Since the data must remain as supplied, reproduce it word for word.

---+---

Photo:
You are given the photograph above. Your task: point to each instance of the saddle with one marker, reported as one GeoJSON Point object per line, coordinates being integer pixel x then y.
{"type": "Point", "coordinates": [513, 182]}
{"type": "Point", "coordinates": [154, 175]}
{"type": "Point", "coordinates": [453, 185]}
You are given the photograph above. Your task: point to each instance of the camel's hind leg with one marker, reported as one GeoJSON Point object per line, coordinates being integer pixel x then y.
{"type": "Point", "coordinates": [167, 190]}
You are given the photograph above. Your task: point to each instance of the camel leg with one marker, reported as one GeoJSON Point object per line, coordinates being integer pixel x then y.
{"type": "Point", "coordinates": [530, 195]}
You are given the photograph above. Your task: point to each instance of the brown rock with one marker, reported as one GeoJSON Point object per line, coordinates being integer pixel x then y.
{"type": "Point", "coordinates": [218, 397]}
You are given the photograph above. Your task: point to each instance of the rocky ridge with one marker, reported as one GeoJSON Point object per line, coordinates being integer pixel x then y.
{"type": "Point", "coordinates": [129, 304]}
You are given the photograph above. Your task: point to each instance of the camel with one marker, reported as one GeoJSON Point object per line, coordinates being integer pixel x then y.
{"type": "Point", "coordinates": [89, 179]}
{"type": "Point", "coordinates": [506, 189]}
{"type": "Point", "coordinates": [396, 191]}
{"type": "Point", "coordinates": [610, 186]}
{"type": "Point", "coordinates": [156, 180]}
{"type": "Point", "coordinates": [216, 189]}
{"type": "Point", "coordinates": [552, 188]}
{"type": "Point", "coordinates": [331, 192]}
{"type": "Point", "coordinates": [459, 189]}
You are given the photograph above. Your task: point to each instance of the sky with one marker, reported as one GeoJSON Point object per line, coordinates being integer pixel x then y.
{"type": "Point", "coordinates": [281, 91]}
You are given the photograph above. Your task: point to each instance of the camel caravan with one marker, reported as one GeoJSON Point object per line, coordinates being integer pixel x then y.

---+---

§ Solution below:
Photo:
You are given the photograph above. Your task: point to each instance of the saddle with one marker, reported as one GeoJSON Point object per line, coordinates being integer pixel x then y.
{"type": "Point", "coordinates": [513, 182]}
{"type": "Point", "coordinates": [154, 175]}
{"type": "Point", "coordinates": [453, 185]}
You are given the photograph above. Your task: point to each instance of the camel's hind leg with one marker, reported as one GeoJSON Point object per line, coordinates being integer pixel x then y.
{"type": "Point", "coordinates": [167, 190]}
You are given the photograph above. Your task: point to each instance of the camel leg with one marker, reported as one GeoJSON Point object per line, coordinates being integer pixel x then y.
{"type": "Point", "coordinates": [530, 195]}
You are given the photograph above. Your task: point to each instance of the brown rock with one marker, reported as one GeoJSON Point object per line, coordinates being integer pixel x then y.
{"type": "Point", "coordinates": [218, 397]}
You are given the photograph above. Your task: point to each instance of the rocky ridge with one marker, reported as one GeoJSON Point object per line, coordinates being integer pixel x then y.
{"type": "Point", "coordinates": [129, 304]}
You are given the photograph above. Your task: point to each instance of the camel with one marker, reported as one GeoJSON Point object per line, coordinates being integer pixel x then y.
{"type": "Point", "coordinates": [89, 179]}
{"type": "Point", "coordinates": [506, 189]}
{"type": "Point", "coordinates": [396, 191]}
{"type": "Point", "coordinates": [610, 186]}
{"type": "Point", "coordinates": [156, 180]}
{"type": "Point", "coordinates": [216, 189]}
{"type": "Point", "coordinates": [552, 188]}
{"type": "Point", "coordinates": [331, 192]}
{"type": "Point", "coordinates": [459, 189]}
You are given the photograph above. Your task: point to each instance of the sky with one marker, reported as one GeoJSON Point object per line, coordinates being integer pixel x then y.
{"type": "Point", "coordinates": [281, 91]}
You are given the photograph above. Your task: point to each instance of the camel caravan with one marker, reported as one GeoJSON Point object per line, coordinates being integer pixel x then y.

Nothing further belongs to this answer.